- [Task instructions] Copy out, unchanged, the lines from the one containing "# draw the outline of every instance of the dark" through the one containing "112), (207, 113)]", both included.

Mask labeling examples
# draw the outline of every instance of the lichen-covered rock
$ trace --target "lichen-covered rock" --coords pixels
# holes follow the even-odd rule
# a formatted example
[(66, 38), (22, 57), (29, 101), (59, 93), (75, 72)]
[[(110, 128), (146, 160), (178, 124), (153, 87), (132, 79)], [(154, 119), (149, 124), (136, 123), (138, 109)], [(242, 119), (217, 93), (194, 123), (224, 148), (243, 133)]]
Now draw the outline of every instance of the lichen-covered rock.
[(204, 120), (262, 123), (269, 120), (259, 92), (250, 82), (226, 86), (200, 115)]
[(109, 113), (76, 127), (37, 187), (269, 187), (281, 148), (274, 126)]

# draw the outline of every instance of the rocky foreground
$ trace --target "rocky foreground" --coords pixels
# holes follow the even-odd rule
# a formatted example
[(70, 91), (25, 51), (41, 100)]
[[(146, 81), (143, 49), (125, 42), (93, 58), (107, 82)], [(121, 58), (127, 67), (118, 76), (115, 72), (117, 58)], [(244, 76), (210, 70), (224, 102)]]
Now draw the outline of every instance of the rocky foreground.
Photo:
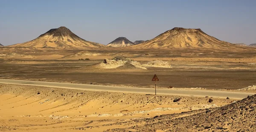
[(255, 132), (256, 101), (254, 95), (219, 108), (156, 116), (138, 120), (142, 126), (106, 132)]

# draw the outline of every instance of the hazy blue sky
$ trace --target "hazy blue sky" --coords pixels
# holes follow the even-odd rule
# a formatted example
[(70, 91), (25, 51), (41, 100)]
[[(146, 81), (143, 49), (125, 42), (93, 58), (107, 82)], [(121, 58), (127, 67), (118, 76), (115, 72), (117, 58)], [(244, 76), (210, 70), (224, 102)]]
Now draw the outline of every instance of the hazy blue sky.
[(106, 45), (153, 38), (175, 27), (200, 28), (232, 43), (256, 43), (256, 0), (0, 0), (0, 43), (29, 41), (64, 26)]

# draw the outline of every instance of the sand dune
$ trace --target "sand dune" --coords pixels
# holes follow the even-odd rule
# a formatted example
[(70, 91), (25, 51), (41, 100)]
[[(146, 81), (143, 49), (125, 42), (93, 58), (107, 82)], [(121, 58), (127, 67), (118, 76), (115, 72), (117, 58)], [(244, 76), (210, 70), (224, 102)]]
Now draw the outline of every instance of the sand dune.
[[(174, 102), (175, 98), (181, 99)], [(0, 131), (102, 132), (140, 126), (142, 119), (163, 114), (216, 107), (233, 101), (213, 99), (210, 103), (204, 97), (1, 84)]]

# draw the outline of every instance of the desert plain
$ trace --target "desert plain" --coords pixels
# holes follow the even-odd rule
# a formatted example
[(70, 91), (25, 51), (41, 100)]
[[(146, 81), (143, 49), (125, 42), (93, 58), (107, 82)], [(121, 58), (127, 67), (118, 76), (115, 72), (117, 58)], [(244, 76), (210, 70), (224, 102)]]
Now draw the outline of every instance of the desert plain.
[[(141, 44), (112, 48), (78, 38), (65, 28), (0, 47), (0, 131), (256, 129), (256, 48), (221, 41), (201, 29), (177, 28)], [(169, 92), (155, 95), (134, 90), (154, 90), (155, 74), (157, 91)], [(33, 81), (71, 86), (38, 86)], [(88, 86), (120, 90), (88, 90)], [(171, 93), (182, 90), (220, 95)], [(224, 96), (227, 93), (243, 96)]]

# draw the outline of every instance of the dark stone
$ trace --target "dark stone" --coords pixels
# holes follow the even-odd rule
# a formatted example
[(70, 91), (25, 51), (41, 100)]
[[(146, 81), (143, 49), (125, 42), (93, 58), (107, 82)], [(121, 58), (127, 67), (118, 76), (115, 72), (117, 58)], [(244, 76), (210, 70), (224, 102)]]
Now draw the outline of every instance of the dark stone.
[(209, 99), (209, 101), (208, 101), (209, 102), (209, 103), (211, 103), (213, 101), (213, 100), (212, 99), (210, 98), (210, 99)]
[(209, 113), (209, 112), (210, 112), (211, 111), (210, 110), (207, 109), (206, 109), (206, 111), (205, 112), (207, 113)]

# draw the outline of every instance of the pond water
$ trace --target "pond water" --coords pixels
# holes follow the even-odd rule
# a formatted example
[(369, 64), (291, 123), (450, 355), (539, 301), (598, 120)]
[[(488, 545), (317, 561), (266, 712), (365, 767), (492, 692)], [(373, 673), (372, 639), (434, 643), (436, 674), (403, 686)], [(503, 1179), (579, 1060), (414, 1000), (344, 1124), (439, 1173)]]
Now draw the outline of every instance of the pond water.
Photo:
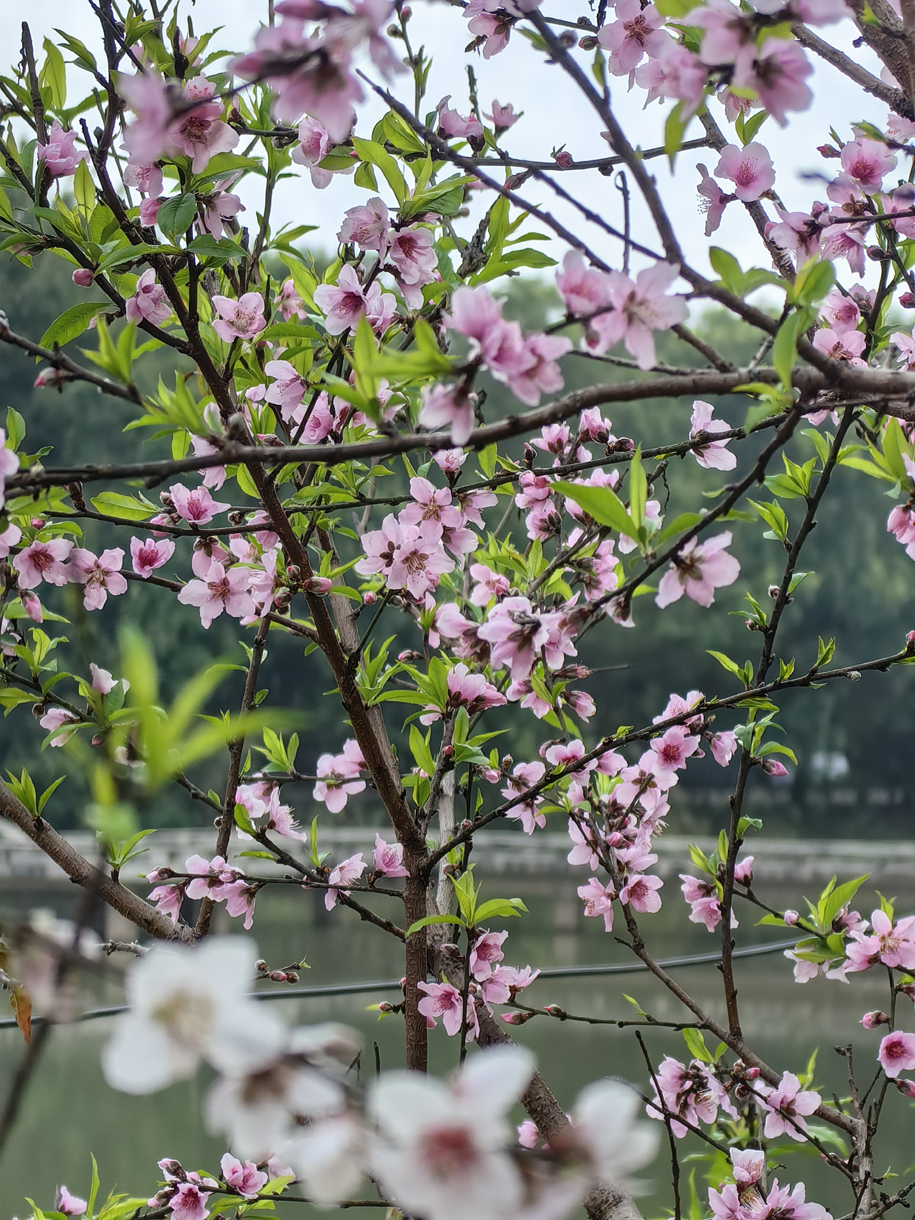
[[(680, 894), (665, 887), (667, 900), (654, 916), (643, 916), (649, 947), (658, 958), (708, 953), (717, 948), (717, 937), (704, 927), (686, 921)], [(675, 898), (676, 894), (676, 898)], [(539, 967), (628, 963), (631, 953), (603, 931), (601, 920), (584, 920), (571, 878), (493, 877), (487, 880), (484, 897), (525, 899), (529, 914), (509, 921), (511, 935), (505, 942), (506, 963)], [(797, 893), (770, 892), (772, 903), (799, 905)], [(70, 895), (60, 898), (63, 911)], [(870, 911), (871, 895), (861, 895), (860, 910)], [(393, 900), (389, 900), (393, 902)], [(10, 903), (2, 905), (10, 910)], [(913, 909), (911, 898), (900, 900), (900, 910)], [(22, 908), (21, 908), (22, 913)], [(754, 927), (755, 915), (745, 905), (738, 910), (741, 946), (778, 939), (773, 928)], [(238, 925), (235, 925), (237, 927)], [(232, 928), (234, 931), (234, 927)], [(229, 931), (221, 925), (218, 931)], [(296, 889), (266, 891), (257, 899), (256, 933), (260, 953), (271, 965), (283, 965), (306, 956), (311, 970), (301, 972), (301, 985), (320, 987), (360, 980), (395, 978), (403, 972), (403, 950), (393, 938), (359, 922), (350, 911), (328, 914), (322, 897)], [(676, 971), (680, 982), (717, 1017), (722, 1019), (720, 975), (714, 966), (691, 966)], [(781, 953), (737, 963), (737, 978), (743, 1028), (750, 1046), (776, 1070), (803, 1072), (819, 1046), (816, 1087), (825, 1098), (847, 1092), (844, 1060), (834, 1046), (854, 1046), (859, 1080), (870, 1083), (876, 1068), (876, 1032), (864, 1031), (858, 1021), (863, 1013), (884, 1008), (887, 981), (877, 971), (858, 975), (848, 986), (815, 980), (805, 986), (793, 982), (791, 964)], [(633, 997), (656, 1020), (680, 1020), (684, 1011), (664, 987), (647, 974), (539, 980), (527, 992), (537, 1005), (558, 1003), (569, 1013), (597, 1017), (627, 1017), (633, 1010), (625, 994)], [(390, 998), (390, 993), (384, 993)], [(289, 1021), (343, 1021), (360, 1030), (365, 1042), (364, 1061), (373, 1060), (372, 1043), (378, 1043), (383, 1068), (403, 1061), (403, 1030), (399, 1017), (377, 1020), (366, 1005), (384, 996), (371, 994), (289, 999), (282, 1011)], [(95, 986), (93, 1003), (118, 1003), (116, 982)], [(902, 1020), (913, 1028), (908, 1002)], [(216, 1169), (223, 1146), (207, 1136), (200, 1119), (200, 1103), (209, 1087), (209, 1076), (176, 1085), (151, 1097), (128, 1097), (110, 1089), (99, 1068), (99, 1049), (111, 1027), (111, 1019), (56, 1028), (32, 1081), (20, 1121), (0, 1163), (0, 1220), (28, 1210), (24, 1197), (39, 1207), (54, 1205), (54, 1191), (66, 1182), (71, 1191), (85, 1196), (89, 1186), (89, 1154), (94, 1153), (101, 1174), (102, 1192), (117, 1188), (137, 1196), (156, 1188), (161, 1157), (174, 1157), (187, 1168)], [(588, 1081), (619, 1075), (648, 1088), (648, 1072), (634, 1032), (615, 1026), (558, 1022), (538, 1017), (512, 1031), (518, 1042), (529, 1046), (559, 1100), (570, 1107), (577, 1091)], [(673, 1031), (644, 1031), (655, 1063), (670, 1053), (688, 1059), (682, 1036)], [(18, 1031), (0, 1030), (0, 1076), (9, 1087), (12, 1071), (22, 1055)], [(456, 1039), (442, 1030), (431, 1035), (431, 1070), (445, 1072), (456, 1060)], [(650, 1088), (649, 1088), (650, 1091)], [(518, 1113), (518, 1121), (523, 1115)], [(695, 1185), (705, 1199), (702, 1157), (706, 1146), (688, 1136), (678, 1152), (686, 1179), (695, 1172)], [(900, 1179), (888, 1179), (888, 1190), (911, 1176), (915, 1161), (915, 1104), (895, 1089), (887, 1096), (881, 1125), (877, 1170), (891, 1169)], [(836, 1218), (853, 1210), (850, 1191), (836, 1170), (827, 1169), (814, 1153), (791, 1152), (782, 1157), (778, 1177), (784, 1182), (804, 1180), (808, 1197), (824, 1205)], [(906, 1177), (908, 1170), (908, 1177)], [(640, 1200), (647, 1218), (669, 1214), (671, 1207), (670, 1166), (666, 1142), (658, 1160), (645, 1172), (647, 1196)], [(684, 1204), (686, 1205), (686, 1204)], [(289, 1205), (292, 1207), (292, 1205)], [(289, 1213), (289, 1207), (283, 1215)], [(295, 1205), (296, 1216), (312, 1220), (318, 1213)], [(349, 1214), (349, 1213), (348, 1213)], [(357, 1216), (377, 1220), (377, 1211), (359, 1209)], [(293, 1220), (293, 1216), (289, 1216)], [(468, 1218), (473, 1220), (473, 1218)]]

- [Result of the task]
# draw the outline of every instance of the dark stone
$ trace --target "dark stone" --coords pixels
# holes follow the even-odd rule
# a formatted example
[(70, 91), (25, 51), (41, 100)]
[[(146, 81), (143, 49), (125, 42), (93, 58), (107, 82)], [(121, 58), (127, 67), (118, 76), (115, 72), (117, 58)], [(244, 76), (210, 70), (224, 102)]]
Now draw the outline of every instance of the dark stone.
[(209, 99), (209, 101), (208, 101), (209, 102), (209, 103), (211, 103), (213, 101), (213, 100), (212, 99), (210, 98), (210, 99)]
[(209, 113), (209, 112), (210, 112), (211, 111), (210, 110), (207, 109), (206, 109), (206, 111), (205, 112), (207, 113)]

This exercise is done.